### WHAT IS EXPECTED
Give the records again exactly as written. Leave out the pictures.

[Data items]
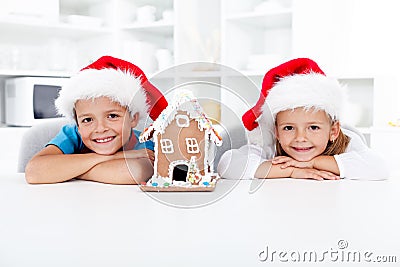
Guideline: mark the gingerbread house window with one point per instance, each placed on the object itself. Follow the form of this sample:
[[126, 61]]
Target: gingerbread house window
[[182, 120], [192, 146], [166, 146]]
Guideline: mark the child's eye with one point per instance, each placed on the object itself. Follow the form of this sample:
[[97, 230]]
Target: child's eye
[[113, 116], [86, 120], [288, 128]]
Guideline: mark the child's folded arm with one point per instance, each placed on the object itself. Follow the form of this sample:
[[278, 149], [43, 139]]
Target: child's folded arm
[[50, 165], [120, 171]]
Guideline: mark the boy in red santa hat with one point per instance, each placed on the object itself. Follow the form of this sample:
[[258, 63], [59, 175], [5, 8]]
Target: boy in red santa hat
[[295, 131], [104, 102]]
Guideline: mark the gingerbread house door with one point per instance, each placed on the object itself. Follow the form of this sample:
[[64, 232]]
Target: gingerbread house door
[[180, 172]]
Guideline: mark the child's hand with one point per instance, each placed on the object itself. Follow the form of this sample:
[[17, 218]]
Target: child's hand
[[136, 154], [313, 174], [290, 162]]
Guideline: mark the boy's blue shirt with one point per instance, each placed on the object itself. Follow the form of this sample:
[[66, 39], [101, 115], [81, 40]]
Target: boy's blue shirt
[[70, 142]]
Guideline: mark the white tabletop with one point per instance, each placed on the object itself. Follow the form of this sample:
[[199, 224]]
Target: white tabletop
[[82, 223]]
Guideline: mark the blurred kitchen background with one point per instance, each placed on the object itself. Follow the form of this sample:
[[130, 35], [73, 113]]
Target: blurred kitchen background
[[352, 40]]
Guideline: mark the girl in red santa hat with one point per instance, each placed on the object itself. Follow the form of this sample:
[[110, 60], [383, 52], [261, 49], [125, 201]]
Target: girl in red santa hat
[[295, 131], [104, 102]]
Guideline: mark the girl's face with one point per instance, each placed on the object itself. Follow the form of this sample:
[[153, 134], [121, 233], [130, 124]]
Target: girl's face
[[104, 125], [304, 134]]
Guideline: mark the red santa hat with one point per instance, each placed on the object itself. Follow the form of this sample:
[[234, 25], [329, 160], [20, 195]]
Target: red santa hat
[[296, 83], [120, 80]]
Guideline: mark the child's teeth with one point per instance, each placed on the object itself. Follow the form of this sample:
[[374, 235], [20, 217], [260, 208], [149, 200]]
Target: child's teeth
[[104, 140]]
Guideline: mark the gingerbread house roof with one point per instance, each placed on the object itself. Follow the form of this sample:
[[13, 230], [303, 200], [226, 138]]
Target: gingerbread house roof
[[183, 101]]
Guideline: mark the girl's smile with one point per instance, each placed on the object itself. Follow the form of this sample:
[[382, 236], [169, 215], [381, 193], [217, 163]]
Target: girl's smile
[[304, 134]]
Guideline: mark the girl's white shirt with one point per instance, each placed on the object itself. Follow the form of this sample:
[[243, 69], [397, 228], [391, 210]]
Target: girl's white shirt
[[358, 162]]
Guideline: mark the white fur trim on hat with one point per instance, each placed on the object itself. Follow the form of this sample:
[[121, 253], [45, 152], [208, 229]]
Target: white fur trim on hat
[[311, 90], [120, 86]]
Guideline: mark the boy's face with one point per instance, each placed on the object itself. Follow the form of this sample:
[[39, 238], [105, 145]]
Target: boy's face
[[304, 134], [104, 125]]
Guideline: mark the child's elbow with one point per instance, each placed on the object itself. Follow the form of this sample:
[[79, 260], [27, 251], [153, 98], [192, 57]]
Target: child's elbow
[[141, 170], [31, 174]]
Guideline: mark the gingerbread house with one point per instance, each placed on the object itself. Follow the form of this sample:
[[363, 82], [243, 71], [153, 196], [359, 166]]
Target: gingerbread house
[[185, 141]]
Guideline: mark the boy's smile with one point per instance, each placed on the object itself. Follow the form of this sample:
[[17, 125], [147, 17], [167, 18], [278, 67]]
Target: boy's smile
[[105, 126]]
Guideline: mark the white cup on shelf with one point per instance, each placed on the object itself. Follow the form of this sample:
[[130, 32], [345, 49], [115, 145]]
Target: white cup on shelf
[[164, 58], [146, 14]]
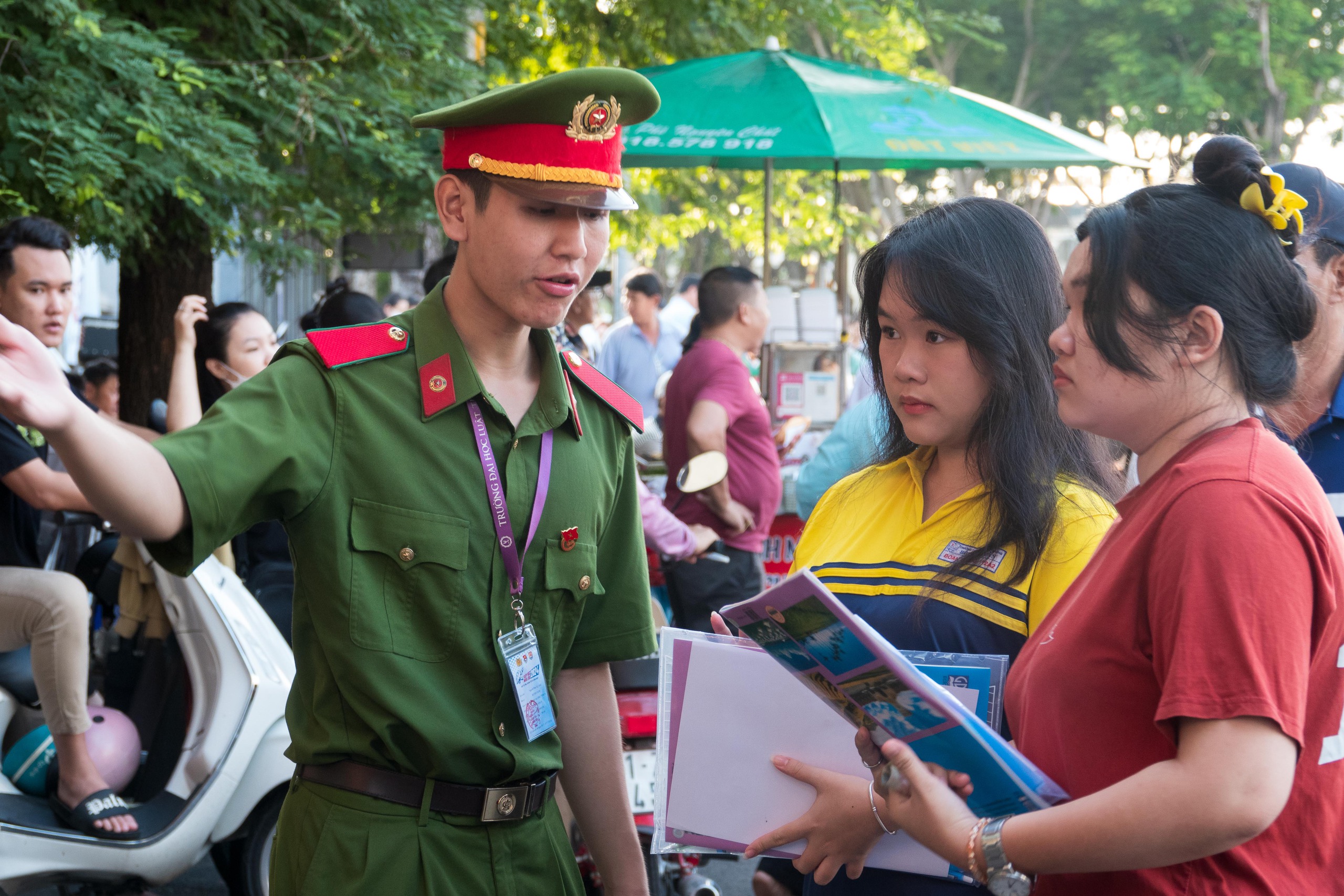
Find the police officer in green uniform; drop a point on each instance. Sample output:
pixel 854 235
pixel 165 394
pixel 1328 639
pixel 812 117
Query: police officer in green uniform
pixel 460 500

### WRITTEN REPLY
Guideline: mark the gingerbread house window with one point per instance, each placed on the object itself. Follow the form of this sample:
[[126, 61]]
Target: gingerbread house window
[[182, 120], [192, 146], [166, 146]]
Guideline: mark the child's eye with one point per instance, each placed on the object itself. Follow the form of this sample:
[[97, 230]]
Target: child's eye
[[113, 116], [86, 120], [288, 128]]
Guideline: mark the child's folded arm with one point per instance, each placed on the object itself. Follow the form of this sample:
[[278, 149], [43, 139]]
Target: child's folded arm
[[50, 165], [120, 171]]
Guideline: mark the boy in red santa hat with one point per instance, each placed on the object itself. Follow the form of this sample:
[[258, 63], [59, 175], [5, 8]]
Target: boy in red santa hat
[[295, 131], [104, 102]]
Guideline: mark the gingerbread house door with one point per instance, each placed on the object itself. Follow the form of this sample:
[[64, 232]]
Target: gingerbread house door
[[180, 172]]
Guideline: mark the child's hand with one point per instance, each placed on the object itself. Follow the form of this sample:
[[17, 218]]
Target: child's hand
[[136, 154], [313, 174], [290, 162]]
Guideline: mark the boy's blue shirt with one point per instance, each placed on the object itself. Follow the form of this sample:
[[66, 39], [101, 115], [81, 40]]
Target: boy's blue shirt
[[70, 142]]
Guideline: mark the white tabletop with one point per instance, each placed on the object itself. Follow the form of this sample:
[[199, 224]]
Target: white tabletop
[[82, 223]]
Guideline: mark the blurred kitchen background with one point per instance, each placed on the object itself. Follow the form of this sample:
[[130, 35], [73, 113]]
Target: blurred kitchen background
[[352, 40]]
Guideline: mark the girl in red santa hat with one point per instance, each placed on the object itself. Follow the form of this sample:
[[110, 60], [383, 52], [261, 49], [125, 201]]
Target: girl in red santa hat
[[295, 131], [104, 102]]
Guideline: mark the girl's face with one point per instance, each placed on the object itself. Follow the form of this sample:
[[153, 134], [121, 233], [130, 124]]
Target: girl's face
[[104, 125], [304, 134]]
Guideline: mark the red santa hat with one point per instance, each placed on the object itself. Follow the form of this sample:
[[234, 25], [329, 160], [20, 195]]
Target: red santa hat
[[296, 83], [120, 80]]
Guideline: mark the child's teeth with one point per instance, each placed on the object itself. Follow the form of this sample:
[[374, 235], [20, 217], [260, 208], [149, 200]]
Target: child's teeth
[[104, 140]]
Guideline: mark the gingerbread house roof with one point per instance, each placed on the object itself. Follow the form of this sample:
[[13, 230], [303, 200], [226, 138]]
Target: gingerbread house roof
[[183, 101]]
Guideline: mark the girl's smile with one point per instance, each placed on the object itself. Follow the form of this sample:
[[382, 236], [169, 215], [381, 193], [217, 163]]
Target: girl's smile
[[304, 134]]
Guideline: mark the girl's white shirt with one point per instance, each placed on the object itself. Follow the form of this sample:
[[243, 69], [397, 228], [391, 210]]
Target: girl's white shirt
[[358, 162]]
Guideline: mark the white fur trim on hat with one point per instance, each placed on the object itself. Follow the form of this sample:
[[121, 253], [45, 152], [208, 229]]
Target: white fur trim on hat
[[311, 90], [120, 86]]
Guideline: mark the boy's face with one point per instance, each placed on the object itself. Follow the form of this sample:
[[39, 238], [105, 145]]
Target: boy's face
[[304, 134], [104, 125]]
Guideline: mark the child's elbow with one point per instance, each placed on the object itself. Follow the form of this sample:
[[79, 260], [27, 251], [153, 98], [192, 57]]
Target: child's elbow
[[141, 170], [31, 174]]
Guideline: mark the gingerbread house with one point per instance, each placed on the object itself. Follow the form of this sample:
[[363, 82], [243, 71], [153, 196], [359, 166]]
Target: gingerbread house
[[185, 141]]
Guideline: mark the boy's smile with one point per instance, each placed on the object itself. Follow the form of this sample:
[[17, 125], [147, 17], [167, 18], [278, 67]]
Target: boy's smile
[[105, 126]]
Guideline: mark the white cup on shelf with one point per instance, each placed on the object itself. Follow the form of this sample:
[[130, 32], [345, 49], [115, 145]]
Target: white cup on shelf
[[164, 58], [146, 14]]
Find the police officer in green uniform; drop a point on each instance. Sample output:
pixel 854 235
pixel 165 394
pixel 1328 639
pixel 812 117
Query: police officer in green uniform
pixel 460 500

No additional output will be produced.